## What is being asked
Rename "ImageApi" to "VisionApi" everywhere it occurs in the material below, and keep everything else unchanged.

____

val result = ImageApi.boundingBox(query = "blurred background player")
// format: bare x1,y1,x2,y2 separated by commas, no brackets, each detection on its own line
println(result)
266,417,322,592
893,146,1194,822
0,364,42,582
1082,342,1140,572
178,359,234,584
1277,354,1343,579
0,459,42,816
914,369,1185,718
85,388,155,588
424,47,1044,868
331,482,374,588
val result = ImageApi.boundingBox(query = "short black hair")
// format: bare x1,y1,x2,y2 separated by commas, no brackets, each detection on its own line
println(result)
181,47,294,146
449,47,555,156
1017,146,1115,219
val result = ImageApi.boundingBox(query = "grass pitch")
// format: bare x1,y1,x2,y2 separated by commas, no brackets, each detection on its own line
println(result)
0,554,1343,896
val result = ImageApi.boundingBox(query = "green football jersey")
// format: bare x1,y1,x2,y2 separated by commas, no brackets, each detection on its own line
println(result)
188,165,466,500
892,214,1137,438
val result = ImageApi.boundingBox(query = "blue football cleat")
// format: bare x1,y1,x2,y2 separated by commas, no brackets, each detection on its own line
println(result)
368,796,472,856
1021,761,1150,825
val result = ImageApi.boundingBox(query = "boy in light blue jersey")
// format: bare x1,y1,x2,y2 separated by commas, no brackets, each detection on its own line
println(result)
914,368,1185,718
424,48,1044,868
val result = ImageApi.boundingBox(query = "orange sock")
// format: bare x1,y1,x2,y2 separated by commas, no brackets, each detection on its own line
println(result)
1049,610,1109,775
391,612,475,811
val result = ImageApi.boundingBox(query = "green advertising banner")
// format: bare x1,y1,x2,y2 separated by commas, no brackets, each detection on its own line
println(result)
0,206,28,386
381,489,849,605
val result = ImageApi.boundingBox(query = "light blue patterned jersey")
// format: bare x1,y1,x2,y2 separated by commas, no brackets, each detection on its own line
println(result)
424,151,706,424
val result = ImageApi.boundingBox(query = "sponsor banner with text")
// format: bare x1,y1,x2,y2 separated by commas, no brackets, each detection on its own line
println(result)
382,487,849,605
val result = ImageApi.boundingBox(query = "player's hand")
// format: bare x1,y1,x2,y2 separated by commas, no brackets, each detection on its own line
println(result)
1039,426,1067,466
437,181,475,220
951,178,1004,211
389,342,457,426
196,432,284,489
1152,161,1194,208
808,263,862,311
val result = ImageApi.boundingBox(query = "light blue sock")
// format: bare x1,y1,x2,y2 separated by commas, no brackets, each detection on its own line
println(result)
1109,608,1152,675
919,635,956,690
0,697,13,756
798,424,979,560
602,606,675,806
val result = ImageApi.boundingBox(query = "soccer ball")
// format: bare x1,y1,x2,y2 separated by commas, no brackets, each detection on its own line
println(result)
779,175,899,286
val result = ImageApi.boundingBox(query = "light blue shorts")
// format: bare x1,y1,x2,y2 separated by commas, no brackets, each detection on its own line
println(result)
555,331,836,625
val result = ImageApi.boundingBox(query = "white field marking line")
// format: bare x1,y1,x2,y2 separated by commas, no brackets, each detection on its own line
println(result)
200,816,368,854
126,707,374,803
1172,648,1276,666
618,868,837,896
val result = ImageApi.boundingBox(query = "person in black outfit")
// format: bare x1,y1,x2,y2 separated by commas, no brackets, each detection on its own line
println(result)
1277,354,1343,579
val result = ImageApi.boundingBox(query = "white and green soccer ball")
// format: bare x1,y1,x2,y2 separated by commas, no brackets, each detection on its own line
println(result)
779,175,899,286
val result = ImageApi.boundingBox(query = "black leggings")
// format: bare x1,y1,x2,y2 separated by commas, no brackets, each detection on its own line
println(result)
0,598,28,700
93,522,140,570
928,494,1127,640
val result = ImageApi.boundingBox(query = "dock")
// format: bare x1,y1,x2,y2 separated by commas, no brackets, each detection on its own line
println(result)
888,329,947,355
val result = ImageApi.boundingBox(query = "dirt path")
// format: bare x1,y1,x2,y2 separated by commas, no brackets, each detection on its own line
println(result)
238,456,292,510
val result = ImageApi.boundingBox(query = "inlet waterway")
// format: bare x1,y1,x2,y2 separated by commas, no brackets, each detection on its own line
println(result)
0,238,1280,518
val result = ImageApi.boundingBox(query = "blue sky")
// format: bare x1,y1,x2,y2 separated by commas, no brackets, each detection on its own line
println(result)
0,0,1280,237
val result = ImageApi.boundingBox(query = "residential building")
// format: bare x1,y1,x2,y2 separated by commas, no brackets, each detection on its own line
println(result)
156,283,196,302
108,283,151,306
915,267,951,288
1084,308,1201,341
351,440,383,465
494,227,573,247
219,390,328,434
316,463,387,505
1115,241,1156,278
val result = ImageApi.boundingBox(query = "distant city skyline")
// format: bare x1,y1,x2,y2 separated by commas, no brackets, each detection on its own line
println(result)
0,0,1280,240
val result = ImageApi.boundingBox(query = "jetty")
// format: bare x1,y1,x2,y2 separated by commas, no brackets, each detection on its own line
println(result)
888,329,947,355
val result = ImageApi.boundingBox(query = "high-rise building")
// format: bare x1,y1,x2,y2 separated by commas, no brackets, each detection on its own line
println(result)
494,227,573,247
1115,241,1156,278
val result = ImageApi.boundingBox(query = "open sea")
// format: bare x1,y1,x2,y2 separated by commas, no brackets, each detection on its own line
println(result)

____

## Response for this exercise
val result = VisionApi.boundingBox(query = "blurred background player")
// format: bare x1,y1,x2,y2 separated by commas, no brackets, each detection on its own line
println(result)
266,417,322,592
893,146,1194,822
0,364,42,582
1082,342,1140,572
178,359,234,584
1277,354,1343,579
0,459,42,816
914,369,1185,718
85,388,155,588
424,47,1044,868
331,482,374,588
val result = VisionApi.boundingBox(query = "short black hair")
// format: bare x1,y1,x2,y2 separated by commas, no brackets, each detection on its own line
println(result)
181,47,294,146
449,47,555,156
1017,146,1115,219
val result = VisionApi.boundingBox(query = "grass pitch")
// format: bare x1,y1,x2,y2 separated by commas, no brackets, each detection on its own line
println(result)
0,554,1343,896
val result = VisionApi.boundingBox(query = "green football jersey")
// format: bare x1,y1,x2,y2 separated by commas, no brackets, each detection on its own line
println(result)
188,165,466,500
892,214,1137,438
val result = VisionApi.boundingBox(query = "blue football cleat")
// format: bare x1,y1,x2,y2 separated by commas, no brackets, each detection on its own line
println(result)
368,796,472,856
1021,761,1150,825
val result = VisionApi.boundingBox(query = "boy in light blue jersey")
// format: bare x1,y1,x2,y2 separated by commas, no brackets, each detection on its own line
println(result)
914,368,1185,718
424,48,1044,868
val result = VisionApi.boundingBox(query = "orange sock")
// format: bare x1,y1,x2,y2 separated by commas, no brackets, each detection on its own line
println(result)
1049,610,1109,775
391,612,475,811
val result = VisionApi.boundingBox(query = "green advertising banner")
// format: bare x1,y1,x2,y2 separated by commas, no brackets, each detection on its own line
println(result)
0,206,28,386
381,489,849,605
val result = VisionApi.boundingBox(query = "light blue patterned jersey")
// format: bare x1,y1,x2,y2 separated by commas, no brackets, each detection on its own line
println(result)
424,151,706,424
val result = VisionApi.boundingBox(query = "sponsor banner with text")
// format: bare x1,y1,x2,y2 separated by commas, no brackets, each detection on its own line
println(result)
382,487,849,605
val result = VisionApi.boundingBox(query = "player's hand")
// format: bare x1,y1,x2,y2 separated by commas, no brackets, each detection on its own line
println(result)
1039,426,1067,466
437,181,475,220
951,178,1004,211
389,342,457,426
196,432,284,489
1152,161,1194,208
808,263,862,311
val result = VisionApi.boundingBox(query = "light blue sock")
// format: bare x1,y1,x2,y2 separated by commas, no brackets, each detection on its own line
println(result)
1109,608,1152,675
919,635,956,690
0,697,13,756
798,424,979,560
602,606,675,806
val result = VisionApi.boundingBox(query = "soccer ball")
// format: bare x1,y1,x2,y2 separated by commas, no brackets, each detection on its own line
println(result)
779,175,899,286
val result = VisionApi.boundingBox(query = "light blue shorts")
// format: bare x1,y1,x2,y2 separated by commas, no brackets, each detection on its own line
println(result)
555,331,836,625
val result = VisionApi.boundingBox(query = "white field marking line")
// format: bare x1,y1,x2,y2 separated by commas, no brackets, each detection on its own line
println(result)
200,816,368,854
126,707,374,803
1172,648,1276,666
618,868,837,896
val result = VisionApi.boundingBox(query = "person in black outfit")
// format: bare x1,y1,x2,y2 separated by commas, no brackets, each detection on its own line
println(result)
1277,354,1343,579
val result = VisionApi.boundingBox(query = "white and green soccer ball")
// format: bare x1,y1,x2,y2 separated by commas, no brackets, each detection on its own line
println(result)
779,175,899,286
val result = VisionApi.boundingBox(query = "black leggings")
// format: bare x1,y1,x2,y2 separated by commas, no brackets, each detection on its own line
println(result)
0,598,28,700
93,522,140,570
928,494,1127,640
val result = VisionApi.boundingBox(query = "dock")
// format: bare x1,y1,x2,y2 separated by commas, no brackets, each detection on its own line
println(result)
888,329,947,355
val result = VisionApi.boundingBox(query = "dirt path")
// format: bare x1,y1,x2,y2 separated by commas, no brackets, each detection on its own line
println(result)
238,456,292,510
val result = VisionApi.boundingBox(query = "inlet waterway")
// format: bare x1,y1,x2,y2 separated by commas, no brackets, each detection on its own line
println(result)
0,238,1280,518
val result = VisionApi.boundingBox(query = "blue sky")
// format: bare x1,y1,x2,y2 separated by commas, no brackets, each detection on its own line
println(result)
0,0,1280,237
val result = VisionApi.boundingBox(query = "residential building")
// format: bare x1,y1,x2,y2 separated by commas, no brackets, each detection on its own line
println(result)
156,283,196,302
108,283,151,306
915,267,951,288
1084,308,1201,341
351,440,383,465
494,227,573,247
219,390,328,434
316,463,387,505
1115,241,1156,278
val result = VisionApi.boundingBox(query = "distant city skyline")
// format: bare x1,y1,x2,y2 separated by commas, no brackets, each detection on its own line
println(result)
0,0,1280,240
val result = VisionApi.boundingBox(query = "jetty")
// format: bare x1,y1,x2,y2 separated by commas, no brackets, each detection on its own line
println(result)
888,329,947,355
val result = VisionApi.boundingBox(query = "high-rise building")
// format: bare x1,y1,x2,y2 separated by commas, no brackets, each detection on its own line
println(result)
494,227,573,247
1115,241,1156,278
val result = VisionApi.boundingBox(query = "open sea")
// format: bare x1,y1,x2,y2 separated by commas, no brackets, each detection on its own line
println(result)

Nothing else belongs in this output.